# [Extrait du document]
******
Le risque d’une instrumentalisation de la fiction

Difficile alors de faire abstraction d’Aristote et de son principe de catharsis. La fiction – produite ou vécue – est une forme de libération de nos peurs. On y chercherait davantage des solutions ou des prises sur le réel que des frictions ou des questionnements. La fiction aurait pour fonction de tracer des chemins vers le possible, le connu, le désirable. Cette assignation ne pose-t-elle pas alors la délicate question de l’instrumentalisation de la narration ? Et par extension, de l’imposition d’une utopie « normée » de nos futurs (référence ici aux mentions quasi-systématiques aux jardins partagés dès lors qu’il s’agit d’imaginer la ville de demain) ?

Nous questionnons ici le risque que des fictions utopiques, assignées au désirable, conduisent à une pensée fictive hors-sol et, de fait, à l’inertie politique. C’est le piège du consensus tiède qu’il s’agit de déjouer; le piège d’un monde vidé de sa complexité, d’une idéologie inopérante, des craintes exorcisées et mises sous le tapis, du plaisir vain et quelque peu narcissique de faire récit.

« On trouve souvent dans les fictions désirables ce personnage mystérieux qui serait nous et qui, miraculeusement, déciderait tout ensemble, en parfait accord. C’est ça le risque de la fiction assignée au désirable. Est-ce que l’on peut ouvrir les champs de pensée plutôt que de les fermer dans la continuité des prolongements des mécanismes actuels. La continuité amène dans le mur. L’injonction au désirable fait qu’on s’empêche d’aller dans ce qui fait qu’une fiction est intéressante, à savoir le complexe, l’ambigu, le désaccord” explique Daniel Kaplan.
******
(Entrées de données enregistrées)
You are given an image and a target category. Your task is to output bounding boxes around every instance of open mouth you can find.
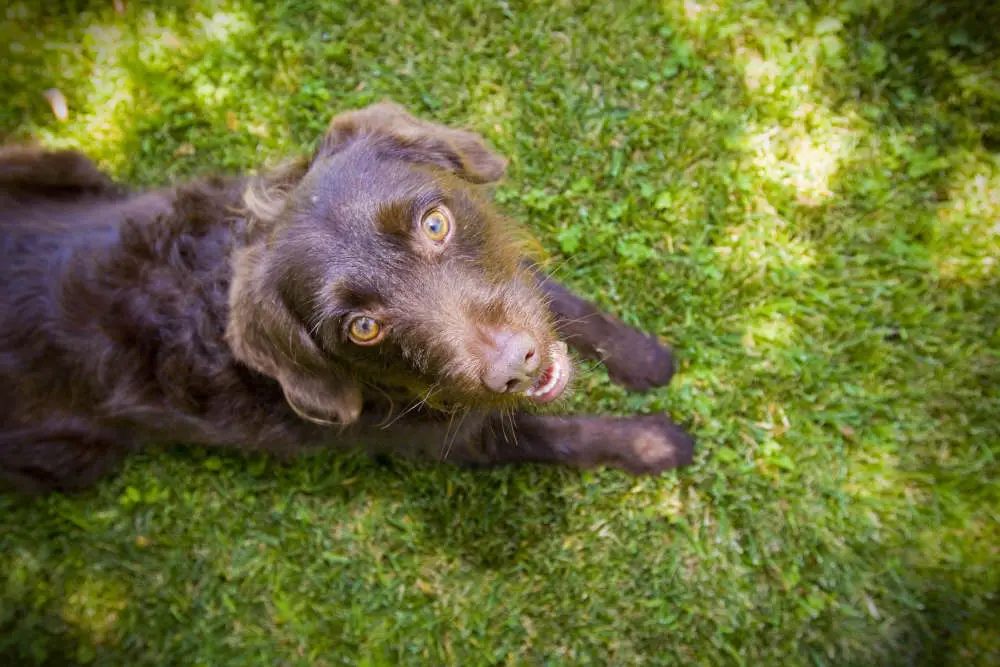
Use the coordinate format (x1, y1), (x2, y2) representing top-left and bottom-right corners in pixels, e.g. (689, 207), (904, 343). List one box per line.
(524, 341), (570, 403)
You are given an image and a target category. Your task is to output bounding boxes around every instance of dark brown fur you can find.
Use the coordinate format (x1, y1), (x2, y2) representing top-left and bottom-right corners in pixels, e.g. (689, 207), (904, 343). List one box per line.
(0, 104), (693, 491)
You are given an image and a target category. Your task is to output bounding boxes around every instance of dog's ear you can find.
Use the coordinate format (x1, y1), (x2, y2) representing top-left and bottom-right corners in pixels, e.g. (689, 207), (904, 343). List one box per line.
(317, 102), (507, 183)
(226, 244), (362, 426)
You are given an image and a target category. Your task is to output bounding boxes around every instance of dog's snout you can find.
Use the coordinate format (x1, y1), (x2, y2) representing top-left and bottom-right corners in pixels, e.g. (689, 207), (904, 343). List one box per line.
(483, 330), (540, 394)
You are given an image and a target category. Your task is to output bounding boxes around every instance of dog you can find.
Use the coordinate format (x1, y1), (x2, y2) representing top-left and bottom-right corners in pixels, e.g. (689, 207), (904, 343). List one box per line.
(0, 102), (694, 493)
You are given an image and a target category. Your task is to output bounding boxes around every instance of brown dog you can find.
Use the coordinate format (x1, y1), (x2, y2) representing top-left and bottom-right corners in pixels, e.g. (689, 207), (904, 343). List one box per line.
(0, 104), (693, 490)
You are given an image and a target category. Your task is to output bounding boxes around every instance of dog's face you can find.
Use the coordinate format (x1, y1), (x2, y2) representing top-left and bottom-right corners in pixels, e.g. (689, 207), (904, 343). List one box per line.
(228, 105), (571, 423)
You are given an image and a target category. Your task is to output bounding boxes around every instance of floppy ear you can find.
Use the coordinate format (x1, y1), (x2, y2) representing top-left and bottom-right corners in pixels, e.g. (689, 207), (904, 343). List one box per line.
(226, 244), (362, 426)
(316, 102), (507, 183)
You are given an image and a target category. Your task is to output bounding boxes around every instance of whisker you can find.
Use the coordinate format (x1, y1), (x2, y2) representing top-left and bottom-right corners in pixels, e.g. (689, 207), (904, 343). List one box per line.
(381, 382), (441, 430)
(441, 408), (472, 461)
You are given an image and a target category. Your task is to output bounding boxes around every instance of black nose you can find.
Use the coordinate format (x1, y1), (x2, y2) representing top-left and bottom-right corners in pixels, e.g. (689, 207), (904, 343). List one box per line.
(483, 330), (540, 394)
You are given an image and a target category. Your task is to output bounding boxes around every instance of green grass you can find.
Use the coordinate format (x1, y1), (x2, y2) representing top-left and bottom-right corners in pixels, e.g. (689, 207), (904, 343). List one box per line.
(0, 0), (1000, 666)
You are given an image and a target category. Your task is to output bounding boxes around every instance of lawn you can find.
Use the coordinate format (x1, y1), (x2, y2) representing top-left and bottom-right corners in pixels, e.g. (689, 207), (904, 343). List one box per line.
(0, 0), (1000, 667)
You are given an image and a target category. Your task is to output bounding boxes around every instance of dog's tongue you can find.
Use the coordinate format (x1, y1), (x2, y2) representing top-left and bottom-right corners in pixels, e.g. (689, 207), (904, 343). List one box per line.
(524, 341), (569, 403)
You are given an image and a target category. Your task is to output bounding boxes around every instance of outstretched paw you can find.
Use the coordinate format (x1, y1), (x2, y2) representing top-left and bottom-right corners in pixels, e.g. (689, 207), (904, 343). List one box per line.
(617, 415), (694, 475)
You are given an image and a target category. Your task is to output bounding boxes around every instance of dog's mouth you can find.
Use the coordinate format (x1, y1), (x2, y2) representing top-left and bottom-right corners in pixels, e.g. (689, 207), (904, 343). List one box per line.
(524, 341), (571, 403)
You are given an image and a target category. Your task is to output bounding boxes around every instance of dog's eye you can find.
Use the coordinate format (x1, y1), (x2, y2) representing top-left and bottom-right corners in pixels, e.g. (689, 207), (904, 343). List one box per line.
(420, 207), (451, 243)
(347, 315), (382, 345)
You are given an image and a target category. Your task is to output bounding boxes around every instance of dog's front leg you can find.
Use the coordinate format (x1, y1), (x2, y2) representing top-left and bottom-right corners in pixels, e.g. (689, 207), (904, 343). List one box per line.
(534, 271), (674, 391)
(464, 413), (694, 475)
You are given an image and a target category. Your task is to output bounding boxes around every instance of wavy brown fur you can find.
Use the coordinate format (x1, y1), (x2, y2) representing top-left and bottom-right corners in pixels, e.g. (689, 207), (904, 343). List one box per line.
(0, 104), (692, 491)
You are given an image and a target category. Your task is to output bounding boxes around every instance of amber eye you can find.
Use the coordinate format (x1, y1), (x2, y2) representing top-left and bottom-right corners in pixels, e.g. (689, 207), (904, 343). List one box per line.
(420, 208), (451, 243)
(347, 315), (382, 345)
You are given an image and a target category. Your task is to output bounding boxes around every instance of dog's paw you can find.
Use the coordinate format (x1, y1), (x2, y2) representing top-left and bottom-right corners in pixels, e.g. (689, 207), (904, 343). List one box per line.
(618, 415), (694, 475)
(601, 329), (674, 391)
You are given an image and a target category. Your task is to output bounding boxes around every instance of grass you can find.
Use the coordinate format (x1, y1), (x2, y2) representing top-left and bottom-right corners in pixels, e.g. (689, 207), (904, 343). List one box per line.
(0, 0), (1000, 666)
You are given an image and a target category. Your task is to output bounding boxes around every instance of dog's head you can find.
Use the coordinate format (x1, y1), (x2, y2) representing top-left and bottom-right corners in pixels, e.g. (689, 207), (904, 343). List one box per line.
(227, 103), (571, 424)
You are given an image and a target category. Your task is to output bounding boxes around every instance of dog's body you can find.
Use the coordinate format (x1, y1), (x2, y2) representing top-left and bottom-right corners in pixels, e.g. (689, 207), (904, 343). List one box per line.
(0, 105), (692, 490)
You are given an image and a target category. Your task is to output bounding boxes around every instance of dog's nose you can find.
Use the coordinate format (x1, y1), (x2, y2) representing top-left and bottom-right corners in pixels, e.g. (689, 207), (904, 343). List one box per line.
(483, 330), (540, 394)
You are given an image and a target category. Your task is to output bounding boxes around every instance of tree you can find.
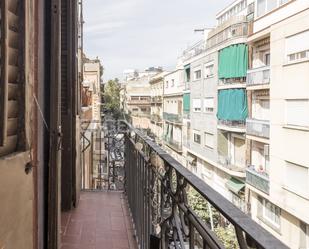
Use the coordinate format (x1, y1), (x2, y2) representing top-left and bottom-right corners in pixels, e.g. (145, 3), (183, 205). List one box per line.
(188, 187), (239, 249)
(103, 78), (120, 116)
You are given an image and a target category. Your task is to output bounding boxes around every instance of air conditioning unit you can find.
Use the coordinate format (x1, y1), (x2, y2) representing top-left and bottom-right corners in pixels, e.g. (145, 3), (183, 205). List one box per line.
(264, 144), (269, 157)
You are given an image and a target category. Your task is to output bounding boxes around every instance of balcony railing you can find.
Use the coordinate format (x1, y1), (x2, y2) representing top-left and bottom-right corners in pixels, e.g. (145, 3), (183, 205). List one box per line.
(163, 112), (182, 123)
(206, 16), (248, 49)
(247, 67), (270, 86)
(246, 166), (269, 194)
(127, 98), (150, 105)
(218, 155), (245, 173)
(182, 111), (190, 119)
(218, 77), (246, 87)
(246, 119), (269, 138)
(131, 112), (150, 118)
(181, 40), (206, 61)
(125, 122), (287, 249)
(151, 96), (162, 104)
(218, 120), (246, 130)
(164, 138), (182, 152)
(150, 114), (162, 123)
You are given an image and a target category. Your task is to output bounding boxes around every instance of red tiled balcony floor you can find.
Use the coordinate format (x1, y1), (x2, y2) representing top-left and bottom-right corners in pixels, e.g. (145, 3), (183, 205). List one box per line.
(61, 192), (137, 249)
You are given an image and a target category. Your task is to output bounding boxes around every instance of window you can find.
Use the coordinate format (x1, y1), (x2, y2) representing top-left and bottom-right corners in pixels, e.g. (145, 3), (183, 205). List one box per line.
(185, 65), (191, 82)
(0, 0), (25, 157)
(284, 162), (309, 198)
(257, 0), (266, 16)
(285, 31), (309, 62)
(194, 69), (202, 80)
(258, 197), (281, 229)
(204, 132), (214, 149)
(205, 64), (214, 78)
(193, 133), (201, 144)
(192, 99), (201, 112)
(204, 98), (214, 112)
(285, 99), (309, 127)
(264, 53), (270, 66)
(299, 221), (309, 249)
(267, 0), (277, 12)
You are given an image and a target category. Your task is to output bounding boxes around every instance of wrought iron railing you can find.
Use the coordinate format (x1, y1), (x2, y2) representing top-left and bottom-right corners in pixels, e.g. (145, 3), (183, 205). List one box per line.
(247, 66), (270, 86)
(164, 138), (182, 151)
(163, 112), (182, 123)
(125, 122), (287, 249)
(246, 166), (269, 194)
(150, 114), (162, 123)
(218, 120), (246, 129)
(246, 119), (270, 138)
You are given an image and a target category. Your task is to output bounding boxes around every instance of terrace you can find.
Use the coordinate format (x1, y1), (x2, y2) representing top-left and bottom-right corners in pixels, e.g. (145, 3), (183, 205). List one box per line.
(70, 119), (287, 249)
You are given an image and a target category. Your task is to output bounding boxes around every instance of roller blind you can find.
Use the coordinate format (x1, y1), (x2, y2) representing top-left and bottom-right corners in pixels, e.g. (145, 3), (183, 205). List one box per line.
(204, 98), (214, 108)
(192, 99), (201, 109)
(0, 0), (23, 156)
(285, 99), (309, 127)
(217, 89), (248, 121)
(183, 93), (190, 112)
(285, 162), (309, 197)
(285, 31), (309, 55)
(219, 44), (248, 79)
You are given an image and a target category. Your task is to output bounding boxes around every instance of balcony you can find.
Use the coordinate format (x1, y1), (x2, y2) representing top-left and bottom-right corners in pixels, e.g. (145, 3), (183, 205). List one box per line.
(163, 112), (182, 124)
(247, 66), (270, 89)
(164, 138), (182, 152)
(246, 166), (269, 194)
(125, 123), (287, 249)
(246, 119), (270, 139)
(218, 120), (246, 133)
(218, 78), (246, 90)
(206, 16), (248, 49)
(61, 191), (138, 249)
(218, 155), (246, 178)
(127, 98), (151, 105)
(182, 111), (190, 119)
(76, 121), (287, 249)
(150, 114), (162, 123)
(131, 111), (150, 118)
(151, 96), (162, 105)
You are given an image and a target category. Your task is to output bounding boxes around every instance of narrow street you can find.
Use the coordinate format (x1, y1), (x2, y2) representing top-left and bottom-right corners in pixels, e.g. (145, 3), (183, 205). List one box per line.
(61, 191), (137, 249)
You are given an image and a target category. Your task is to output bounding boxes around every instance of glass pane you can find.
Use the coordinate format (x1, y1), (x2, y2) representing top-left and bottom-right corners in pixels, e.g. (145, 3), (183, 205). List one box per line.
(257, 0), (266, 16)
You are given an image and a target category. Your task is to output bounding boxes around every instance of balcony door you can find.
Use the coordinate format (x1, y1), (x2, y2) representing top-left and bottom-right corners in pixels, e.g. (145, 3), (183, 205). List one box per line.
(231, 134), (246, 168)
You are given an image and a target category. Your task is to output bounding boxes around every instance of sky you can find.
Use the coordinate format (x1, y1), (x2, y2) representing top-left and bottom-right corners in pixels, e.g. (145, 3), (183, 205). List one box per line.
(84, 0), (233, 82)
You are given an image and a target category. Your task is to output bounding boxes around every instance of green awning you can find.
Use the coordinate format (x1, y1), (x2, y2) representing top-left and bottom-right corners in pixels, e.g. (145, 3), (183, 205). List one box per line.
(225, 177), (245, 194)
(184, 64), (191, 70)
(218, 44), (248, 79)
(217, 89), (248, 121)
(183, 93), (190, 112)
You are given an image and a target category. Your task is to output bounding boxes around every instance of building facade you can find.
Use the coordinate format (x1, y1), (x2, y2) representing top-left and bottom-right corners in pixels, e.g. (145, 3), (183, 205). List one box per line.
(82, 59), (101, 122)
(246, 1), (309, 248)
(149, 72), (167, 144)
(180, 1), (247, 211)
(163, 69), (185, 163)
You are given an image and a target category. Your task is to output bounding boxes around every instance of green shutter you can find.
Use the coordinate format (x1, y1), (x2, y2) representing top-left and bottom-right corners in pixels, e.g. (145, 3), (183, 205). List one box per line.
(217, 89), (248, 121)
(183, 93), (190, 112)
(218, 44), (248, 79)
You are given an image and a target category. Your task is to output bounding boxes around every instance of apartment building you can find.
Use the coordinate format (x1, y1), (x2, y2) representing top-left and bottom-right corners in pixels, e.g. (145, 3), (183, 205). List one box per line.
(149, 72), (167, 144)
(124, 67), (162, 130)
(163, 69), (184, 162)
(181, 1), (248, 211)
(246, 0), (309, 248)
(82, 59), (101, 121)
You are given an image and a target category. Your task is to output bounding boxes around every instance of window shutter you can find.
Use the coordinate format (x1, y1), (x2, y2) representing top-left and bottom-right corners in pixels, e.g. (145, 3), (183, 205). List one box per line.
(0, 0), (23, 156)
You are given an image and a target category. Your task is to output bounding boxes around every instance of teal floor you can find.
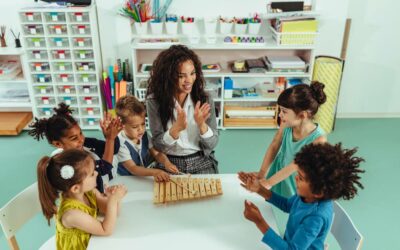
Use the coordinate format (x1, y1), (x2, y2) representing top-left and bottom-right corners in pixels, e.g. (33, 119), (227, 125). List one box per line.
(0, 119), (400, 250)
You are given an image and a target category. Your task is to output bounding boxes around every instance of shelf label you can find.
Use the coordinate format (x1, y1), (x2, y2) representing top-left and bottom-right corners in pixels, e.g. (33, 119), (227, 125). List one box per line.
(33, 51), (41, 59)
(87, 108), (94, 115)
(83, 87), (90, 94)
(50, 12), (58, 22)
(35, 63), (42, 71)
(54, 26), (62, 35)
(64, 86), (71, 94)
(78, 25), (85, 34)
(58, 63), (65, 71)
(25, 12), (33, 21)
(60, 75), (68, 82)
(75, 12), (82, 22)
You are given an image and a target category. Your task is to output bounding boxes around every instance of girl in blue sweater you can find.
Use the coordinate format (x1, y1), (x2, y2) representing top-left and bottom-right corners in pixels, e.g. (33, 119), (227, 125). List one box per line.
(239, 143), (364, 249)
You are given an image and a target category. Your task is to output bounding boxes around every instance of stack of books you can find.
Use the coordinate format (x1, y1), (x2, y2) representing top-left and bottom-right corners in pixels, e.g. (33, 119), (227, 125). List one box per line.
(264, 56), (307, 72)
(272, 16), (318, 33)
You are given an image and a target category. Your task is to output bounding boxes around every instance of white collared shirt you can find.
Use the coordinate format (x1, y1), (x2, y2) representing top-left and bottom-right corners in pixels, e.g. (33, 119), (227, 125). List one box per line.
(163, 95), (214, 155)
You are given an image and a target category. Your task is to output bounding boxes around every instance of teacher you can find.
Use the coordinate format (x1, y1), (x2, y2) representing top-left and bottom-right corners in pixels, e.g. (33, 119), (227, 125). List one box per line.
(146, 45), (218, 174)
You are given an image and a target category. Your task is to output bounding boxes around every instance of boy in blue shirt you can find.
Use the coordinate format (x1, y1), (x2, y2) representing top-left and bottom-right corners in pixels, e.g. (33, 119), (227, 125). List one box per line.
(239, 143), (364, 249)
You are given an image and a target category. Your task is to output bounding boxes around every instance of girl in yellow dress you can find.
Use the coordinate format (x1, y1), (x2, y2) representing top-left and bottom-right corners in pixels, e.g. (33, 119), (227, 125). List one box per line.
(37, 149), (127, 250)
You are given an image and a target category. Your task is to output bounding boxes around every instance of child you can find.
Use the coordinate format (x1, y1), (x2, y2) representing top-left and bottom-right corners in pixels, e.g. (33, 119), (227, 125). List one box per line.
(37, 149), (127, 249)
(239, 143), (365, 249)
(241, 82), (326, 197)
(116, 95), (178, 181)
(29, 103), (122, 193)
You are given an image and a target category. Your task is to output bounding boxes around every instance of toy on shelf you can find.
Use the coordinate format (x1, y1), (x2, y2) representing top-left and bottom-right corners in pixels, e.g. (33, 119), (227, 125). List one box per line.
(224, 36), (265, 44)
(201, 63), (221, 72)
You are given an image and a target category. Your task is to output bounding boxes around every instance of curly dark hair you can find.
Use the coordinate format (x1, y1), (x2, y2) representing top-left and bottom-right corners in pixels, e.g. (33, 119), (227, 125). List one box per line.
(28, 102), (78, 144)
(294, 143), (365, 200)
(147, 45), (208, 129)
(278, 81), (326, 116)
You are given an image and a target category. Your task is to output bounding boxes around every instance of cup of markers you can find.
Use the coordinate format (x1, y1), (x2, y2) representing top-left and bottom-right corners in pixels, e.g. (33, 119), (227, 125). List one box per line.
(235, 18), (249, 35)
(219, 17), (234, 34)
(165, 14), (178, 35)
(249, 14), (261, 35)
(181, 16), (197, 36)
(150, 19), (163, 35)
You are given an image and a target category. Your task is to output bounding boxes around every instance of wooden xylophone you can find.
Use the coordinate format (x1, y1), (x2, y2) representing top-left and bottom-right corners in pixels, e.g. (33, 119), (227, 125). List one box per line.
(153, 177), (222, 204)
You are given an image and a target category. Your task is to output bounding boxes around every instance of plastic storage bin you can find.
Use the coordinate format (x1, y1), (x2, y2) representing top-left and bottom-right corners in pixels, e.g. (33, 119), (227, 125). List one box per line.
(78, 85), (98, 95)
(50, 50), (71, 60)
(33, 85), (54, 95)
(25, 37), (46, 48)
(48, 37), (69, 48)
(74, 50), (93, 60)
(24, 24), (44, 36)
(35, 96), (56, 107)
(80, 107), (101, 116)
(20, 12), (42, 23)
(82, 118), (100, 127)
(53, 74), (74, 84)
(57, 85), (76, 95)
(43, 12), (66, 22)
(77, 74), (97, 84)
(37, 108), (54, 117)
(52, 62), (72, 72)
(71, 24), (91, 35)
(57, 95), (78, 106)
(75, 62), (96, 72)
(32, 74), (52, 83)
(47, 24), (68, 35)
(79, 96), (99, 106)
(28, 50), (48, 60)
(69, 12), (89, 23)
(29, 62), (50, 72)
(73, 37), (93, 48)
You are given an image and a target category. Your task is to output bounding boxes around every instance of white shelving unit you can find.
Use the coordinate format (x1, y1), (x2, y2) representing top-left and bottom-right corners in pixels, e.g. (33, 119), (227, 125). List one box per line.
(132, 11), (316, 129)
(0, 48), (32, 112)
(19, 5), (103, 129)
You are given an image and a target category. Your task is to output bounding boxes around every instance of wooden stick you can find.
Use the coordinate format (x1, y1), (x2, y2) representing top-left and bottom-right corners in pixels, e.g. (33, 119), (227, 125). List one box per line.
(170, 178), (196, 194)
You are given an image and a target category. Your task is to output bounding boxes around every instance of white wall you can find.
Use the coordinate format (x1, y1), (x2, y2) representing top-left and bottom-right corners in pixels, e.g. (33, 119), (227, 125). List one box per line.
(0, 0), (400, 117)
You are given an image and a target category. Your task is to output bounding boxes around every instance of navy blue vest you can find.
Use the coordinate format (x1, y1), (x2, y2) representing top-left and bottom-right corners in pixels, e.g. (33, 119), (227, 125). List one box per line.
(117, 132), (152, 175)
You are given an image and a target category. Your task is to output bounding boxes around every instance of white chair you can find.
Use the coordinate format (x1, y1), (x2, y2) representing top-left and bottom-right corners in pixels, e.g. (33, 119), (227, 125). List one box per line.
(331, 201), (364, 250)
(0, 182), (56, 250)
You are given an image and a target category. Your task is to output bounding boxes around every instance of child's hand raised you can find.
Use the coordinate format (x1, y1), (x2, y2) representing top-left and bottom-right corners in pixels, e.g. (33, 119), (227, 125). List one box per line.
(243, 200), (264, 224)
(194, 101), (211, 127)
(153, 169), (169, 182)
(100, 113), (123, 140)
(165, 162), (179, 174)
(238, 172), (261, 193)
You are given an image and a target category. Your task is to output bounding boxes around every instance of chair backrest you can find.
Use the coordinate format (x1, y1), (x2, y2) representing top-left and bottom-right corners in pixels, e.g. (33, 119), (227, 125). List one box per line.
(331, 201), (364, 250)
(0, 182), (41, 250)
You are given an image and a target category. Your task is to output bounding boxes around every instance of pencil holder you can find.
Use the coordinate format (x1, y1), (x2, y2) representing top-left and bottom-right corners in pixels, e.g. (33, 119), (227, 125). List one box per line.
(181, 22), (196, 35)
(134, 22), (147, 35)
(219, 21), (233, 34)
(150, 21), (163, 35)
(249, 23), (261, 35)
(204, 18), (217, 35)
(235, 23), (247, 35)
(165, 22), (178, 35)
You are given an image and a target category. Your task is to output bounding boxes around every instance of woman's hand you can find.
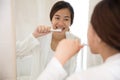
******
# [Consigne 1]
Répondez à ces questions sur l'extrait consacré à la fiction.
(a) À quel auteur et à quel principe est-il difficile de ne pas se référer ?
(b) Quel élément est mentionné de façon quasi-systématique quand il s'agit d'imaginer la ville de demain ?
(c) D'après Daniel Kaplan, où mène la continuité ?
# [Consigne 2]
Énumérez tous les pièges qu'il s'agit de déjouer selon l'extrait consacré à la fiction.
Appuyez-vous uniquement sur l'extrait pour répondre.

# [Réponse 1]
(a) À Aristote et à son principe de catharsis.
(b) Les jardins partagés.
(c) Dans le mur.

# [Réponse 2]
- le consensus tiède
- un monde vidé de sa complexité
- une idéologie inopérante
- des craintes exorcisées et mises sous le tapis
- le plaisir vain et quelque peu narcissique de faire récit